## FRAGMENT

========================================

Christus ’draagt het koninkrijk over’. Ook de apostel Paulus geeft een beschrijving van Christus’ heerschappij gedurende zijn tegenwoordigheid. Nadat Christus zijn volgelingen uit de dood heeft opgewekt, gaat hij ertoe over „alle regering en alle autoriteit en kracht” teniet te doen (waarmee logischerwijs gedoeld wordt op alle regering, autoriteit en kracht die tegen Gods soevereine wil gekant is). Vervolgens, aan het einde van zijn duizendjarige regering, ’draagt hij het koninkrijk aan zijn God en Vader over’ en onderwerpt zich aan „Degene die alle dingen aan hem onderwierp, opdat God alles zij voor iedereen”. — 1Kor 15:21-28.
Aangezien Christus „het koninkrijk aan zijn God en Vader overdraagt”, in welke zin is zijn koninkrijk dan „eeuwig”, zoals dit herhaaldelijk in de Schrift wordt vermeld? (2Pe 1:11; Jes 9:7; Da 7:14; Lu 1:33; Opb 11:15) Zijn koninkrijk ’zal nooit te gronde worden gericht’; wat erdoor tot stand wordt gebracht, zal eeuwig blijven bestaan; hij zal voor zijn rol als Messiaanse Koning in alle eeuwigheid geëerd worden. — Da 2:44.

========================================

## GESELECTEERDE GEGEVENS
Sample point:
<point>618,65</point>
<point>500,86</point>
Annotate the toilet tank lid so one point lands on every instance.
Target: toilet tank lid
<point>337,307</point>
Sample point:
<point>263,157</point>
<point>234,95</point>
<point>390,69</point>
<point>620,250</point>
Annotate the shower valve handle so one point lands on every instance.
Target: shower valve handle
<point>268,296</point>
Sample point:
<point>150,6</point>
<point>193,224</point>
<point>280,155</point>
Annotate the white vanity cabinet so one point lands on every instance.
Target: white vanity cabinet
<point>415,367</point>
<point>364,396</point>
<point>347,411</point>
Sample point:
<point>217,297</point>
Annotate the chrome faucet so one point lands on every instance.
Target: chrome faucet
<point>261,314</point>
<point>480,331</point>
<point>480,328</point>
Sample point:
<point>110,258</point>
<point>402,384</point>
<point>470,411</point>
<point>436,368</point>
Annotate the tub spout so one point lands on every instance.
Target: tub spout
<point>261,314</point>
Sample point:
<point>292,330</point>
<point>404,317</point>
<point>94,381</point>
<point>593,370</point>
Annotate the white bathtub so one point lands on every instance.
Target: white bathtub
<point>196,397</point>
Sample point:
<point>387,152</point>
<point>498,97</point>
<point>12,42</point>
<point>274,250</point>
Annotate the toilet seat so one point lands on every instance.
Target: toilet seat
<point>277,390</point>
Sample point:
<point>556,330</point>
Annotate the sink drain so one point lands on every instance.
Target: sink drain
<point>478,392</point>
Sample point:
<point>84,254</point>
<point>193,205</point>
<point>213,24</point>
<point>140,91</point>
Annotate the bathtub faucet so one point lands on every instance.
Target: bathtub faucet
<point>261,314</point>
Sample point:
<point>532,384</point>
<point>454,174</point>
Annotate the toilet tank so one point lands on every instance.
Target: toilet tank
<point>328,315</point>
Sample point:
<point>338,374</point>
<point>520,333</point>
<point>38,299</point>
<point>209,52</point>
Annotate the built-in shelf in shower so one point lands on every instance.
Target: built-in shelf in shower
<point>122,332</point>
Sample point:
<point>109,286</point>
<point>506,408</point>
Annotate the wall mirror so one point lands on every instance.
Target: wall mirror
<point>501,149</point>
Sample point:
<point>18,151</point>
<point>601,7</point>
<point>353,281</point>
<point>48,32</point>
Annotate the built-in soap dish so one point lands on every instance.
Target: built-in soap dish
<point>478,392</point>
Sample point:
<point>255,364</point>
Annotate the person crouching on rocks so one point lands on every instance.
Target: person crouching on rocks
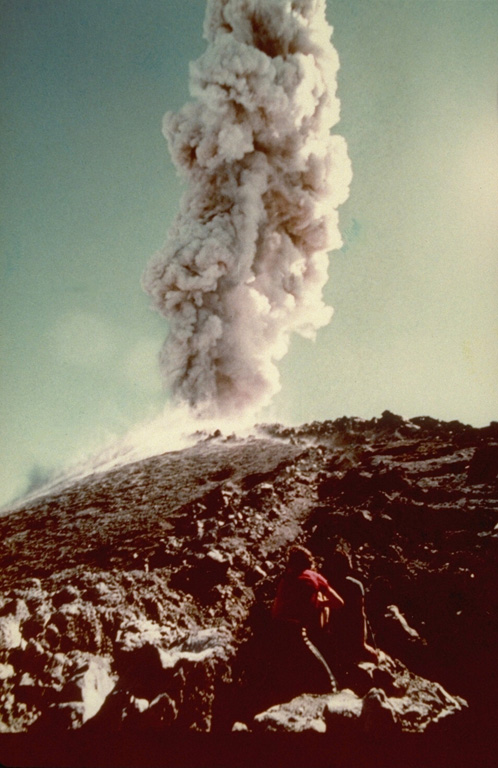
<point>302,609</point>
<point>304,596</point>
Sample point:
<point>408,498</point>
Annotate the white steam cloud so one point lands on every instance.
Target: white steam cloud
<point>246,259</point>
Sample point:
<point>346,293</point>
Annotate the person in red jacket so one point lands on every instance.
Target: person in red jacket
<point>304,597</point>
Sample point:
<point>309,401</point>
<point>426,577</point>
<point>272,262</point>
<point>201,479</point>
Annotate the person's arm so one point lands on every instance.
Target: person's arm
<point>335,600</point>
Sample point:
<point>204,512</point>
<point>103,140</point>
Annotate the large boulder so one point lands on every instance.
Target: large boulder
<point>397,702</point>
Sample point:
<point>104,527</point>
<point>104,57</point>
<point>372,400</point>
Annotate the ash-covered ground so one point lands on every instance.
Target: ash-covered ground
<point>135,623</point>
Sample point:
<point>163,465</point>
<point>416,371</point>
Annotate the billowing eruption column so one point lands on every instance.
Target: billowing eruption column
<point>246,260</point>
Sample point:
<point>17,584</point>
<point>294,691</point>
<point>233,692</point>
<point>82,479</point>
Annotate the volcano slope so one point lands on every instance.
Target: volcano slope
<point>135,606</point>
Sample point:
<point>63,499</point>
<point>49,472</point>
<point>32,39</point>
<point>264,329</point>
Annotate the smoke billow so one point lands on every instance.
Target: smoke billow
<point>246,259</point>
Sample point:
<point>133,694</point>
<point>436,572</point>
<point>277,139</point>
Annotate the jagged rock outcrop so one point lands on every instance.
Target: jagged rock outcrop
<point>139,600</point>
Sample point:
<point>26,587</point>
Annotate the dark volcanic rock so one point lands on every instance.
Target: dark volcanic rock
<point>138,601</point>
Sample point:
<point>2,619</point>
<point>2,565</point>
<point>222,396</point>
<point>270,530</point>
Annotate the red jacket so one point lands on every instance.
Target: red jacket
<point>297,594</point>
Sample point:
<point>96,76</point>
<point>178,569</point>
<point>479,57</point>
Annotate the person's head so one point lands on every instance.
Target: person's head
<point>300,559</point>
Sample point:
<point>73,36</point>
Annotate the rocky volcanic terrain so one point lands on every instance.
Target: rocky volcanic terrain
<point>135,623</point>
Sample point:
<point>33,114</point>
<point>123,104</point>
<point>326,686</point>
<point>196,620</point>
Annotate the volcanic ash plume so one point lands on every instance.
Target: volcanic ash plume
<point>246,260</point>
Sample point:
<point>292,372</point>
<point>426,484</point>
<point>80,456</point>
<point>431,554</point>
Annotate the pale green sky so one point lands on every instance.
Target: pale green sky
<point>89,192</point>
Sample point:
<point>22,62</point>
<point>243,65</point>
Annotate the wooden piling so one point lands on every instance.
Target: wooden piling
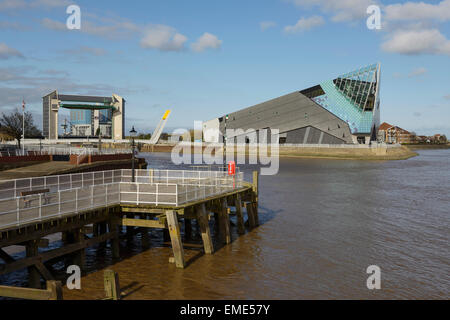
<point>175,237</point>
<point>79,258</point>
<point>239,215</point>
<point>224,229</point>
<point>255,189</point>
<point>187,229</point>
<point>250,214</point>
<point>115,242</point>
<point>34,277</point>
<point>202,220</point>
<point>111,283</point>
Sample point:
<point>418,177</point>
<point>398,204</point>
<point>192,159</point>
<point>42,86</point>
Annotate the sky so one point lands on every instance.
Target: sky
<point>206,58</point>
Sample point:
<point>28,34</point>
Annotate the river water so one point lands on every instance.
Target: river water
<point>322,223</point>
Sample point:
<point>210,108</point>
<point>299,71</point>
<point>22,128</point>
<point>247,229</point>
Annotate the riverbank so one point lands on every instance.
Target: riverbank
<point>351,152</point>
<point>64,167</point>
<point>427,146</point>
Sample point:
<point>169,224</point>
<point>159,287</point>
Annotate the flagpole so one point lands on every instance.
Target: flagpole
<point>23,127</point>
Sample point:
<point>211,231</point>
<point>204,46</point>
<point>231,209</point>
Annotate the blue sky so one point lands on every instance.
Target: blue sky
<point>205,58</point>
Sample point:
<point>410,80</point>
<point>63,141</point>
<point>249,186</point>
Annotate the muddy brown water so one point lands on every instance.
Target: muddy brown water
<point>323,222</point>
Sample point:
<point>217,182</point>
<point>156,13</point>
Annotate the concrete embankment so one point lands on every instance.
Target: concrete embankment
<point>61,167</point>
<point>332,152</point>
<point>374,153</point>
<point>427,146</point>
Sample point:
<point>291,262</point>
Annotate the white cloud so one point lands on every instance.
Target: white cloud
<point>264,25</point>
<point>21,4</point>
<point>87,50</point>
<point>305,24</point>
<point>53,25</point>
<point>418,11</point>
<point>417,72</point>
<point>8,52</point>
<point>341,10</point>
<point>415,42</point>
<point>206,41</point>
<point>163,38</point>
<point>12,4</point>
<point>12,25</point>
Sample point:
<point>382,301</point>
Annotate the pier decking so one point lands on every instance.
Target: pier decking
<point>33,208</point>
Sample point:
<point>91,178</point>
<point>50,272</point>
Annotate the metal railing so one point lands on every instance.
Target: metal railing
<point>73,193</point>
<point>44,150</point>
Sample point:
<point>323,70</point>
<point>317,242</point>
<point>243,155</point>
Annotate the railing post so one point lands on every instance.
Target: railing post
<point>137,195</point>
<point>40,206</point>
<point>18,211</point>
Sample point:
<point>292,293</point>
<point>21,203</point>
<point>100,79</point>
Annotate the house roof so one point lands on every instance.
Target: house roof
<point>385,126</point>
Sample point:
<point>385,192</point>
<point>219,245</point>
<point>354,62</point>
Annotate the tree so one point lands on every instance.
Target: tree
<point>11,124</point>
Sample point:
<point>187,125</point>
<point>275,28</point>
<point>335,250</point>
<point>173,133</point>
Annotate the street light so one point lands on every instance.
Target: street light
<point>40,143</point>
<point>133,134</point>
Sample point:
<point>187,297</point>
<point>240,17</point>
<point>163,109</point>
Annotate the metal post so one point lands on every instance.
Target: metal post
<point>132,162</point>
<point>137,193</point>
<point>40,206</point>
<point>18,211</point>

========================================

Schrijf uit het fragment over Christus' koninkrijk letterlijk het stuk over vanaf "Aangezien Christus „het" tot en met "worden. — Da 2:44.".

Aangezien Christus „het koninkrijk aan zijn God en Vader overdraagt”, in welke zin is zijn koninkrijk dan „eeuwig”, zoals dit herhaaldelijk in de Schrift wordt vermeld? (2Pe 1:11; Jes 9:7; Da 7:14; Lu 1:33; Opb 11:15) Zijn koninkrijk ’zal nooit te gronde worden gericht’; wat erdoor tot stand wordt gebracht, zal eeuwig blijven bestaan; hij zal voor zijn rol als Messiaanse Koning in alle eeuwigheid geëerd worden. — Da 2:44.